**PARTS OF THE EXERCISE**
1. Answer each question using the America's Secret Aristocracy excerpt.
(a) According to the excerpt, what did August Belmont tell the committee members he had been investigating?
(b) What became of the Assembly after the year the Belmonts attended as prominent guests?
(c) At which avenue and street did Margaret Trevor Pardee's father's house stand?
2. Extract the portion of the America's Secret Aristocracy excerpt starting with "Thus did the" and going on through "with social ruffians?".
3. Continue the America's Secret Aristocracy excerpt from its final sentence onward.

**PASSAGE PROVIDED**
....
America's Secret Aristocracy
Page 26
Finally, August Belmont decided to pull out his heavy artillery. He appeared before several members of the committee and stated firmly that this year the Belmonts expected an invitation. The men replied that they were sorry, but that it was quite impossible. Belmont then allegedly told the committee members, “I think it’s not only possible, it’s also extremely probable. I have been investigating the accounts of you gentlemen on the Street. I can assure you that either I get an invitation to the Assembly this year, or else the day after the Assembly each of you will be a ruined man.”
The Belmonts received their invitation, but the story of the means by which it had been procured got around. The following year, the Belmonts were also prominent guests at the Assembly. They were particularly prominent because nearly everyone else who had been invited stayed home. The Assembly was never held again.
Thus did the Old Guard deal with climbers, not by battling them but simply by withdrawing from the arena. Of course the result would be that the climbers had the arena to themselves. But the Old Guard would never view this as weakness on their part, or as a signal of abdication or defeat. On the contrary, they saw it as a kind of victory of principles over sheer power. Was there any other gentlemanly or ladylike way to deal with social ruffians?
Margaret Trevor Pardee grew up next door to August Belmont’s son, August Belmont, Jr. Her father’s big house took up half the block on Madison Avenue and Fifty-second Street, and the Belmont house stood on the other half. “Mother told us that of course we were to be civil to the Belmonts,” she says, “but we were not to get involved with them.” The tiny nonagenarian with twinkly blue eyes and auburn hair (“I give it a little help from a bottle”) recalls a turn-of-the-century New York girlhood and upbringing quite different from that of her neighbors. “Goodness, I couldn’t tell you how many servants Mother had as opposed to the Belmonts,” she says. “They were hard to count, because we children were not permitted in the kitchen. This was not for a snobby reason. It was because we were told that we would be underfoot and in the way while the kitchen staff had important work to do. Of course, when Mother was out, we’d sometimes sneak in. But we didn’t count because we were taught that it wasn’t nice to talk about how many servants one had. It would be like boasting, and it was bad manners to boast.”
....
**RECORDED DATA**
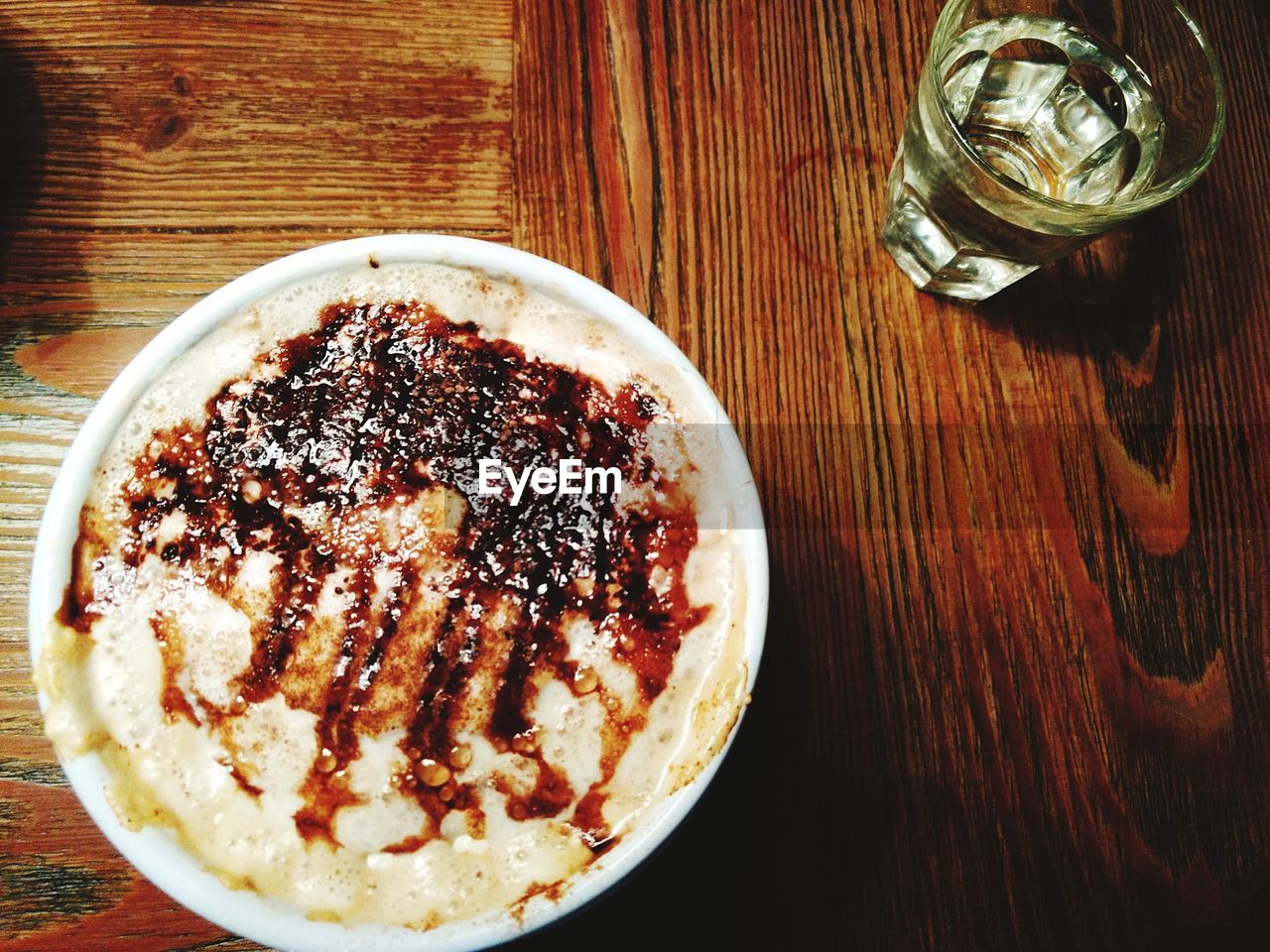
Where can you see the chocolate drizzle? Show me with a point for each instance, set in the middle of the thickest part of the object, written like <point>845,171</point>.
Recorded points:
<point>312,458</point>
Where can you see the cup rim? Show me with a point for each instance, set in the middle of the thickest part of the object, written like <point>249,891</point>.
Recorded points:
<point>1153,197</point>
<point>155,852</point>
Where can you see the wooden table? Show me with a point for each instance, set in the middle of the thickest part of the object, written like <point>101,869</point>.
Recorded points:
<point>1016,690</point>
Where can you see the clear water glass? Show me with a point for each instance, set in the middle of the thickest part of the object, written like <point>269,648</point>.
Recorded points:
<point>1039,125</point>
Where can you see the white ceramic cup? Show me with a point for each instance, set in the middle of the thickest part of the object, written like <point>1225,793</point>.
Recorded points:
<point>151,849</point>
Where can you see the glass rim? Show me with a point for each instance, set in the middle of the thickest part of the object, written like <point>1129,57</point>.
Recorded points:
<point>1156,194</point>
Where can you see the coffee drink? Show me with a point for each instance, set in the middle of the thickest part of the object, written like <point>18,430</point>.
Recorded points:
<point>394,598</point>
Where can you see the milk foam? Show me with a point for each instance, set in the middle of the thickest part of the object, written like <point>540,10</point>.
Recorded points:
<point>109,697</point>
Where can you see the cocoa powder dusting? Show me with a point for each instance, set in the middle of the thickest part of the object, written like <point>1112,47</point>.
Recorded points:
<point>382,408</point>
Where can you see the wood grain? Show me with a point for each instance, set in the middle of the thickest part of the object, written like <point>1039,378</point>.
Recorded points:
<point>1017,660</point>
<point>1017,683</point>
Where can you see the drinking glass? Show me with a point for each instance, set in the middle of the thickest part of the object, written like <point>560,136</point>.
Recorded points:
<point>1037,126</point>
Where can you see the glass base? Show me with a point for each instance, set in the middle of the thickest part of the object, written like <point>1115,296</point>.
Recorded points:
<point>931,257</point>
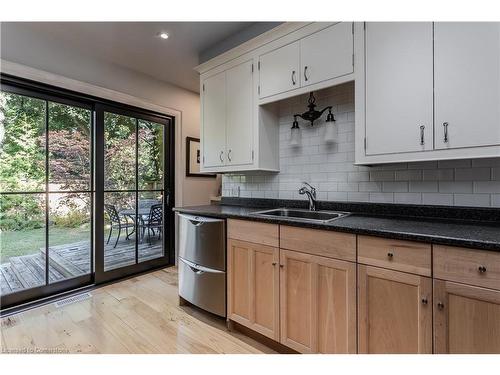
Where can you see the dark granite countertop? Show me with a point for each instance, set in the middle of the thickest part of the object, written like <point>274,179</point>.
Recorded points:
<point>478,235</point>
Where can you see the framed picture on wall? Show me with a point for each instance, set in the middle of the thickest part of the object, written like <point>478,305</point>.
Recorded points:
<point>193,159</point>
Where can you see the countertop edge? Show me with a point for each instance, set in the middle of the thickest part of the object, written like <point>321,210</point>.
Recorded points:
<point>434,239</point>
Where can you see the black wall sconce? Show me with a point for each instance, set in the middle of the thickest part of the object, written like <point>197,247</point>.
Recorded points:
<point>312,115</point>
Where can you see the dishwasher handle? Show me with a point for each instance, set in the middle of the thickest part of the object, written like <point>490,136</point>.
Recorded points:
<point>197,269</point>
....
**RESPONSES PER TASK**
1.
(a) The accounts of the committee members on the Street.
(b) It was never held again.
(c) Madison Avenue and Fifty-second Street.

2.
Thus did the Old Guard deal with climbers, not by battling them but simply by withdrawing from the arena. Of course the result would be that the climbers had the arena to themselves. But the Old Guard would never view this as weakness on their part, or as a signal of abdication or defeat. On the contrary, they saw it as a kind of victory of principles over sheer power. Was there any other gentlemanly or ladylike way to deal with social ruffians?

3.
The strictures of Margaret Trevor’s girlhood read a bit as though they were taken from a Renaissance manual for the training of a princess: You are to rule your kingdom, but to be served you must also know how to serve. “Everybody we knew was taught the same thing,” she says today. “We were taught never to ask a servant to do something you wouldn’t be perfectly willing and able to do yourself. You might never have to scrub a toilet, but it was important that you know how to do it. You might never have to change a tire on an automobile, but that didn’t mean you weren’t taught to do it properly. My children were taught the same things, and now their children are teaching their children.
“Of course, a lot has changed. Mother started her day early, with her breakfast brought to her on a tray in bed. While she ate, she and the cook went over the day’s menus together. Then she read and answered her mail, and paid the bills that had come in that day. Then she rose and bathed, and went out visiting or shopping. My children and grandchildren can’t get that kind of service today, but I’m happy to say they still observe the rules that my mother laid down to me. Two of them were: Never leave your house until all the day’s bills have been paid; and, a lady isn’t a lady if her bed isn’t made by noon.”
Like others in her circle, Margaret Trevor was raised by governesses and educated by private tutors until she was twelve years old. “The governesses were usually English, and very strict on manners. The chauffeurs were usually Scotsmen—don’t ask me why—and the maids were Irish. It sounds extravagant, I know, but in those days it wasn’t—it just wasn’t. There was a steady supply of Irish girls who were eager to get the work, who were clean and honest and loved children, and who would work for very little—seven days a week, with an hour off on Sunday to go to mass—just to have a roof over their heads. They didn’t act as though we were exploiting them—they felt we were helping them! In those days, every lady had a personal maid as well. Oh, my, it all seems so long ago!
“But we children were never allowed to have a maid pick up after us the way”—she sniffs—“some people did. I’m thinking of the Belmonts. Oh, no, that was taboo. We had to keep our rooms tidy and make our own beds. Our clothes had to be all folded and put away at night before we went to bed. We ironed our own middy blouses—middy blouses were the big thing. Oh, I suppose it was all very rigid, very formulated, very comme il faut,” she says of the kind of girlhood that has been compared to the binding process that was used to form the Chinese lotus foot, “but we didn’t think so at the time. We lived the way everyone else we knew lived.”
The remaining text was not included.